• [PROMPT]:
Copy out the final stretch of the listing: the line that contains "[tag] green shrub (a point for each instance)" and all lines after it, exactly as they appear.

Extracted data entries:

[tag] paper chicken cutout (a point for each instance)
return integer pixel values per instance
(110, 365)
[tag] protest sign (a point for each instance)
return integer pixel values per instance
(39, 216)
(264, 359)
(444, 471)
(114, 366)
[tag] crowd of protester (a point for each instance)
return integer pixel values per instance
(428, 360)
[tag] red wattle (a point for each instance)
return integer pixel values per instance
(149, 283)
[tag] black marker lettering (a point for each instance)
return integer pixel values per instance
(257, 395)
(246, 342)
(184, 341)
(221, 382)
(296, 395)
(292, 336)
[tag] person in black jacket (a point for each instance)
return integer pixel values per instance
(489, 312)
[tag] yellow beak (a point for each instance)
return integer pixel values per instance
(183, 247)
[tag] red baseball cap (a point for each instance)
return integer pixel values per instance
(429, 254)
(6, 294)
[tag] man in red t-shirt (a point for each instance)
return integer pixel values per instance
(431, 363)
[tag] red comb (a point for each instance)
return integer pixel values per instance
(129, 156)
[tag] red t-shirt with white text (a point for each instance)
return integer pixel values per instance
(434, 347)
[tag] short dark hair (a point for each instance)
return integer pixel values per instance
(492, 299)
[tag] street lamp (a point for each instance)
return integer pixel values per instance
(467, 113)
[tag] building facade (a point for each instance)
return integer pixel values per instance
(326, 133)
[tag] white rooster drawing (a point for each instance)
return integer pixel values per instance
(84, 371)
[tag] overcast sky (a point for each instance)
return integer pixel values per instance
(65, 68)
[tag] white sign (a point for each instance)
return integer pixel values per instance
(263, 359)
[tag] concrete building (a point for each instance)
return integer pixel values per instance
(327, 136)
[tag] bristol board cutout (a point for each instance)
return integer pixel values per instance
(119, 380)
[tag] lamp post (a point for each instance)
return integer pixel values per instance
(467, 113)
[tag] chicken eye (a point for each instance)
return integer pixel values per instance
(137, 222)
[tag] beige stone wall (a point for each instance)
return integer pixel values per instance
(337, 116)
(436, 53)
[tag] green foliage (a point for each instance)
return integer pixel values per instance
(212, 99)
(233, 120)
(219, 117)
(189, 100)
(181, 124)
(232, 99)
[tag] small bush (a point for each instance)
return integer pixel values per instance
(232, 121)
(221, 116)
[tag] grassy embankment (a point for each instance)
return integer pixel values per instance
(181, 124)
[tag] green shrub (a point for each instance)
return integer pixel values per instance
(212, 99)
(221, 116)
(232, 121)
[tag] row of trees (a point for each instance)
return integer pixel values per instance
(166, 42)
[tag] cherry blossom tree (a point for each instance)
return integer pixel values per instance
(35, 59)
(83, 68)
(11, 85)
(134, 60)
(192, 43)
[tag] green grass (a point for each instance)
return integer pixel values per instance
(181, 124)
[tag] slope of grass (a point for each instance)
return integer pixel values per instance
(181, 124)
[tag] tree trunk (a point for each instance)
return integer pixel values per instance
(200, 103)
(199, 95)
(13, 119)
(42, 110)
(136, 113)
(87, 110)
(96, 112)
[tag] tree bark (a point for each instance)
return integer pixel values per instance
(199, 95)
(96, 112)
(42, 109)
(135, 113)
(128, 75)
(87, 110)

• [RESULT]:
[tag] green shrub (a point for each instance)
return integer pixel values per instance
(212, 99)
(221, 116)
(232, 121)
[tag] row of trees (a point for each instance)
return integer pixel values per instance
(166, 42)
[tag] cherry blossom tree (a point for each instance)
return integer pixel values per instance
(35, 59)
(83, 68)
(11, 85)
(134, 60)
(192, 43)
[tag] green grass (a point for each instance)
return integer pixel values per instance
(181, 124)
[tag] slope of grass (a point for each instance)
return integer pixel values per instance
(181, 124)
[tag] tree trunk (a point for each instance)
return integer pixel values per instance
(200, 103)
(199, 95)
(13, 119)
(42, 110)
(136, 113)
(87, 110)
(96, 112)
[tag] tree bark (a point for each instance)
return integer pixel values per instance
(199, 95)
(96, 112)
(42, 109)
(135, 113)
(128, 75)
(87, 110)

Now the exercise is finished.